Saved entries

- - - - -

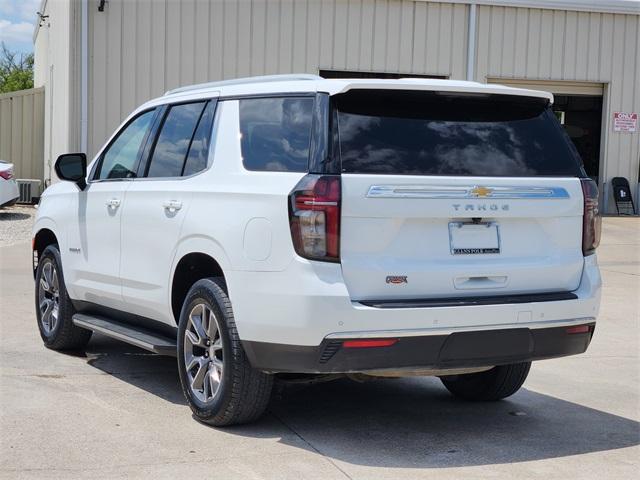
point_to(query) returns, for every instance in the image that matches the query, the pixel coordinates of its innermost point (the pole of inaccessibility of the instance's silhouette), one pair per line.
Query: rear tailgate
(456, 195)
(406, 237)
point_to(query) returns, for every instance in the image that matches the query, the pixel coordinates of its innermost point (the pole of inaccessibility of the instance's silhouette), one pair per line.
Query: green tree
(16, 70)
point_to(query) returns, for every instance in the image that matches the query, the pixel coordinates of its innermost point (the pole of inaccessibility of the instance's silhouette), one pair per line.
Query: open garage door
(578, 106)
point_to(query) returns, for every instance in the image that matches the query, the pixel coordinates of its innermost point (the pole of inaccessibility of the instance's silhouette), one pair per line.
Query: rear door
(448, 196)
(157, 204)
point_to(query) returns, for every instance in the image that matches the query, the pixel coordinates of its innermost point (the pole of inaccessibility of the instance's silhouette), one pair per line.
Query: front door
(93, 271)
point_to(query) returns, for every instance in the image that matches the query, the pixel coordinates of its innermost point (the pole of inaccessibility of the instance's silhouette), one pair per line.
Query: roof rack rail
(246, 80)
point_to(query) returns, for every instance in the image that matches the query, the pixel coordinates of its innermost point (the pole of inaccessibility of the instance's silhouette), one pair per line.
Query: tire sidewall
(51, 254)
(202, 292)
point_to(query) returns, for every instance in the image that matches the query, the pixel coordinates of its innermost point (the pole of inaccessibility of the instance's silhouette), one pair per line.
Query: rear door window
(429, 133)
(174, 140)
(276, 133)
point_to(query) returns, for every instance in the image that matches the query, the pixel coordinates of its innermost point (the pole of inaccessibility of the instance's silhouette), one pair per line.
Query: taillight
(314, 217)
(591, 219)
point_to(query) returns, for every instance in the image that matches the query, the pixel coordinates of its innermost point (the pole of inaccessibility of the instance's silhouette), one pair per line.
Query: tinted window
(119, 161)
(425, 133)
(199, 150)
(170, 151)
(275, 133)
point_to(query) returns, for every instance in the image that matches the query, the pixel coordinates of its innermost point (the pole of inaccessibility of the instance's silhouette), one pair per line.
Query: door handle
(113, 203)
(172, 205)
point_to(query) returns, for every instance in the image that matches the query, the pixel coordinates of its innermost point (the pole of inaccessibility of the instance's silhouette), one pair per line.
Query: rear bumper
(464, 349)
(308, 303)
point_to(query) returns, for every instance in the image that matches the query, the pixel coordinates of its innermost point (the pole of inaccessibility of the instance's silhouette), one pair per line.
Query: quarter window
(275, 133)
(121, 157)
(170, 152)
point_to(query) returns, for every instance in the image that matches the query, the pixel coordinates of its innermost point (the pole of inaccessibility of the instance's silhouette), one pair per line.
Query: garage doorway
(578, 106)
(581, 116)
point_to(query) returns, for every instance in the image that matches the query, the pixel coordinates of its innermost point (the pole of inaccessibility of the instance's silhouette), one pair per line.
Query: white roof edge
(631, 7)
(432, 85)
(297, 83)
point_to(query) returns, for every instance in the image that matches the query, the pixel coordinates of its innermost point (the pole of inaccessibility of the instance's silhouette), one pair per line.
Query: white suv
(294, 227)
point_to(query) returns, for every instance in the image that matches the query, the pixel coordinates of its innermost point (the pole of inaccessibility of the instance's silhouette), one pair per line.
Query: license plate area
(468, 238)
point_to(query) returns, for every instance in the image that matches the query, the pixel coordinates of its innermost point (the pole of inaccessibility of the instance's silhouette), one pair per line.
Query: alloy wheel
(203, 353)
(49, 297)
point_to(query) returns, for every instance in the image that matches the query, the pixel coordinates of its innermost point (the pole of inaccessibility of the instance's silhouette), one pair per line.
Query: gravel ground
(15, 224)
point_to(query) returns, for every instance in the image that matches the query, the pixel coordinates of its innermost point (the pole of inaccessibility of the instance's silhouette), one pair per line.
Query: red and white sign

- - - - -

**Work to be completed**: Omit every image. Quote each record exactly.

**Expected answer**:
point_to(query) returns, for every instance in the image that matches the query, the pixel coordinates of its innermost point (the pole of inaccessibility of the instance's silhouette), one pair per line.
Query: rear tailgate
(456, 195)
(406, 237)
point_to(query) returns, for every instance in the image that matches the query, the pixel coordinates of its innermost point (the pole of inaccessibility of the instance's silhouette), one pair per line.
Query: green tree
(16, 70)
point_to(query) returns, for every instance in the image that matches the query, the pixel coordinates of its innermost point (the pole of inaccessibility of the instance's silhouette), one pair per line.
Query: open garage door
(578, 106)
point_to(query) returns, for every instance in the image that matches the query, the pixel coordinates of its innermost point (the pole of inaccessibility of the instance's silhouette), one pair per line.
Query: rear door
(448, 196)
(157, 204)
point_to(query) returns, for every instance in the image that matches the query, the pixel coordinates of its innermost point (the pole of inaccessibility of the instance's silhouette), one pair per line.
Query: front door
(93, 271)
point_to(query) returns, for every instance in the image that matches the query, the pixel coordinates of its innermost point (the pole of inaccessibility of the instance's silhouette), one pair per line.
Query: roof rack rail
(246, 80)
point_to(query) returns, for every instance in the image that matches the query, the pixel coordinates of its innermost point (the pole of inaccessibility of the instance's silhouette), one pair per line.
Query: tire sidewall
(51, 254)
(202, 292)
point_to(query) returns, for every instance in the image that matches the query, the pixel coordinates of its innermost point (the pole of inaccessibility of the instance's silhouette), one pair per line.
Query: rear door window
(429, 133)
(174, 140)
(276, 133)
point_to(query) returns, for every instance in the image that matches the query, the pixel coordinates of its innermost point (the pole of inaccessibility of the instance's silhouette), one pair per line.
Query: taillight
(314, 217)
(591, 219)
point_to(query) returns, for every instance in the image that matches the query, the pixel coordinates of its innermost point (the pole of inaccessibility of the instance's silhouette), one pair per line.
Query: tinted window
(119, 161)
(425, 133)
(199, 150)
(170, 151)
(275, 133)
point_to(query) returns, for every instance in the image that matches the query, the pixel coordinates of its innermost point (the pole of inaccessibility of the instance's silhouette), one pair per line.
Query: door handle
(113, 203)
(172, 205)
point_to(query) returns, for every instance in the image that matches the query, the pixel coordinates of its innermost point (the pole of inaccessibility of the instance's silhouette), one pair per line.
Query: rear bumper
(464, 349)
(308, 303)
point_to(query) returns, for every instance in the image that matches the query, the pixel coordinates of its innermost point (the pole of inaccessibility of the instance's silhouette), one pair per line.
Query: quarter window
(275, 133)
(121, 157)
(170, 152)
point_to(query) returns, for every instance in the image that matches the query, the pixel coordinates of its innermost point (the pole of inaccessibility of the instance's silhouette), one pair per line.
Query: garage doorway
(578, 106)
(581, 116)
point_to(query) returns, for every instance in the image that matches the query, the pixel coordinates of its innermost point (the pole of inaccessibility of the instance's silhouette), one pair per line.
Query: white roof edge
(631, 7)
(432, 85)
(297, 83)
point_to(query) returns, for every instance in the image that matches the query, the pixel coordinates of its innermost point (the pole of inaccessibility of the instance's silhouette), one pair per line.
Query: white suv
(294, 227)
point_to(query) returns, for every instance in the image that matches the query, the pixel coordinates of its innermost point (the pole of inaccessibility of the instance's silhouette), one pair per line.
Query: license plate area
(468, 238)
point_to(query) returns, for every instance in the image that matches the query, the pixel coordinates of its innermost point (the pole of inaccessibility of the instance's silhouette), one pair per line.
Query: alloy wheel
(203, 353)
(49, 297)
point_to(query) returns, for every instance in the image that matches the query, the pixel coordinates of its innermost point (the pole of inaccessibility of the instance's silhouette), one pair per line.
Query: gravel ground
(15, 224)
point_to(query) returns, for every instance in the image that matches the query, the pixel coordinates of its innermost point (the pole of inaccessibility of the instance's silhouette), one pair per line.
Query: red and white sign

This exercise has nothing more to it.